Source text:
════════════════════

Friday, January 30, 2009

California crime analysts

I have been in California for a couple of days, hence the light blogging this week. Two groups asked me to come out and teach seminars, the Bay Area Crime and Intelligence Analyst Association, and the Northern Valley Crime and Intelligence Analysts Association. They were willing to pay my expenses, and I was willing to help out, so we figured a way to do this on two back-to-back days in order to minimize their cost and my out-of-office time. Day one was in Emeryville on San Fransisco bay, and day two was in Sacramento.

It was a nice respite from Nebraska’s January weather, and it felt to me like the attendees all got at least a couple of good ideas to take back to their home departments. I got a few good ideas from the participants, too. In policing, where most officers work their entire career at the same agency, there is a real risk of stagnation. We often lack the infusion of new ideas that occurs naturally in other occupations with the coming and going of staff. Rubbing shoulders with colleagues from other agencies is particularly valuable for police personnel, and I am grateful for the occasional opportunity. It has certainly helped me be a more effective chief.

The first session was hosted at the Emeryville Police Department, right on the bay and with a splendid view. I encountered a crime analyst in the audience with a strong Lincoln connection. Andrea, a bay area native, introduced herself and told me that she was a 2003 University of Nebraska graduate—in the same program from which I took my degree 33 years ago. She ended up in Lincoln for college through a family friendship with a Lincoln physician. Andrea had some vivid memories of January on the UNL campus. She returned to California for graduate school, and is now a crime analyst at the Oakland Police Department

Andrea is part of a new cohort of crime analysts that are entering the field: women and men who have professionally prepared for analytical work. The vast majority of working crime analysts today learned on the job by doing. They are often converted from records technicians, dispatchers, administrative staffers, and police officers. This isn’t to diminish their skills in any way: their job experiences have often enriched their understanding of the context immensely. We are beginning, though, to see more analysts who have prepared through their formal education for the work at hand. I think as they join the field and are mentored by the seasoned analysts who have learned the ropes, they will be well-positioned to advance the boundaries of crime analysis.

Wednesday, January 28, 2009

Ex-husbands look alike

When you've been a cop for a few decades, you've come to expect the surveillance photos from a robbery to be fairly worthless--grainy, out of focus, dark, poor resolution. These days, though, things are changing. We are now getting much better photos and video.

It seems that convenience stores always have to best stuff first. Maybe it's because they are smaller and more agile than the big boys. A few years ago, one of our local banks had experienced four robberies at branches over a span of a few months. The COO, a friend of mine, called me up and asked me if there is anything I could think of that the bank could do. "Yeah," I said, "walk next door to the Kwik Shop, buy a big gulp, see what they have for cameras, and then buy the same thing for all your branch banks!"

════════════════════

Given instruction A:
In the entries, copy the lines from the line with "of the boat" to the line with "POLYGON ((123 170, 128", keeping them unchanged.

════════════════════

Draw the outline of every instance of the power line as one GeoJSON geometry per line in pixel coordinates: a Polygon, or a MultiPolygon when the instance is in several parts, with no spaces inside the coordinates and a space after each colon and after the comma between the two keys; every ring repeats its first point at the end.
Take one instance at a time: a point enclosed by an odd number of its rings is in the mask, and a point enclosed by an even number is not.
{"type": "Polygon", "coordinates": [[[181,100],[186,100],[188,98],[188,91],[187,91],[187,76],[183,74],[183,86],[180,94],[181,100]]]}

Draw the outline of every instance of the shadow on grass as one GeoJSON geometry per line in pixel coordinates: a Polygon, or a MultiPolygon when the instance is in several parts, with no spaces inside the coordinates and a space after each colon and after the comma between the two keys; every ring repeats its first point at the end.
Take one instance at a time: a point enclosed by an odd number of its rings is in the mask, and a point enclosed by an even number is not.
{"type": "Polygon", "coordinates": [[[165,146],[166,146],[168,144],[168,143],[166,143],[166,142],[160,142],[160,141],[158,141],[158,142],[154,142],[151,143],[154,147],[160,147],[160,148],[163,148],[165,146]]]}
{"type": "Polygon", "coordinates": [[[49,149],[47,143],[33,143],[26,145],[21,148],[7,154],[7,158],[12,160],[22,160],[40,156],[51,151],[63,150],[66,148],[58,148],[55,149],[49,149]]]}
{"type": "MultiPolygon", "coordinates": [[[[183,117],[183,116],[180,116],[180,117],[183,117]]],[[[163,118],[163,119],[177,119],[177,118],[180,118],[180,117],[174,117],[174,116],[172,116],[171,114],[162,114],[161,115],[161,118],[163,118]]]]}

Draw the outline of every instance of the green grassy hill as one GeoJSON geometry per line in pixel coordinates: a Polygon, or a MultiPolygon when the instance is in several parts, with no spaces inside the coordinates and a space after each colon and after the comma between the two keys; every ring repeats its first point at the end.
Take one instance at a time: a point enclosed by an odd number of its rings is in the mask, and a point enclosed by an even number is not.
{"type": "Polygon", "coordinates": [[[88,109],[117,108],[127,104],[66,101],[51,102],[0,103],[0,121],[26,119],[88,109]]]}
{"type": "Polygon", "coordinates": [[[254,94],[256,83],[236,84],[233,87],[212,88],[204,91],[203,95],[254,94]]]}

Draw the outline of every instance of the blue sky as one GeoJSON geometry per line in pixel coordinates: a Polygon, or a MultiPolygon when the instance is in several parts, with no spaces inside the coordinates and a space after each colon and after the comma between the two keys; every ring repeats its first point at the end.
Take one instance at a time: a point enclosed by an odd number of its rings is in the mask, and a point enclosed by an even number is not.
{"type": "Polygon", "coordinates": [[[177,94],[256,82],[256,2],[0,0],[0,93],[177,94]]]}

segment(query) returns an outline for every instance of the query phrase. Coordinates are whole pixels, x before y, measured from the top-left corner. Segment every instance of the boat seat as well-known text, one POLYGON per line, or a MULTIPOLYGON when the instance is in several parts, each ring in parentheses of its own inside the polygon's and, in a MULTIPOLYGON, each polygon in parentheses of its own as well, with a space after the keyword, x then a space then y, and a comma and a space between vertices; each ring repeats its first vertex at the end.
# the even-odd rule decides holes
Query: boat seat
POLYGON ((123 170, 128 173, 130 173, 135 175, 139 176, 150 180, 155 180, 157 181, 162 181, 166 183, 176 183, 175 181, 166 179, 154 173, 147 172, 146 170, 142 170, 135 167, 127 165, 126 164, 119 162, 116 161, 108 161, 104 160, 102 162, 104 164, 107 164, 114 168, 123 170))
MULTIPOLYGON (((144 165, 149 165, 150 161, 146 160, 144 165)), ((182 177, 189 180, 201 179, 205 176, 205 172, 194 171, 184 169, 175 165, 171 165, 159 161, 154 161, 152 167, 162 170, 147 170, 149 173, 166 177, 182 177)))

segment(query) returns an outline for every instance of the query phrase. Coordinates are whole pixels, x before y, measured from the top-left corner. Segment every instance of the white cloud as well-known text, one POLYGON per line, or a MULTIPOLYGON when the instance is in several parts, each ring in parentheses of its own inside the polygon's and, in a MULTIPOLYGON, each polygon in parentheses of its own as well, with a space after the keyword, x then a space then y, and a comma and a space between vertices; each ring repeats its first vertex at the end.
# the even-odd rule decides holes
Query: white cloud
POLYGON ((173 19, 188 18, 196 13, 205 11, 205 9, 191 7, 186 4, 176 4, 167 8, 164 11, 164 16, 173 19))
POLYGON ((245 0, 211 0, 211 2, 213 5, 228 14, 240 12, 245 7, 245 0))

════════════════════

Given instruction B:
According to the blog post, why is rubbing shoulders with colleagues from other agencies particularly valuable for police personnel?

Final result A:
segment(query) returns an outline for every instance of the query phrase. Coordinates are whole pixels, x before y, measured from the top-left corner. Segment every instance of the boat seat as well-known text, one POLYGON per line, or a MULTIPOLYGON when the instance is in several parts, each ring in parentheses of its own inside the polygon's and, in a MULTIPOLYGON, each polygon in parentheses of its own as well, with a space after the keyword, x then a space then y, and a comma and a space between vertices; each ring repeats its first vertex at the end.
# the even-odd rule decides holes
Query: boat seat
POLYGON ((123 170, 128 173, 130 173, 135 175, 139 176, 150 180, 155 180, 157 181, 162 181, 166 183, 176 183, 175 181, 166 179, 154 173, 147 172, 146 170, 142 170, 135 167, 127 165, 126 164, 119 162, 116 161, 108 161, 104 160, 102 162, 104 164, 107 164, 114 168, 123 170))

Final result B:
Most police officers spend their entire career at the same agency, so policing runs a real risk of stagnation. It lacks the new ideas that other occupations get naturally as staff come and go.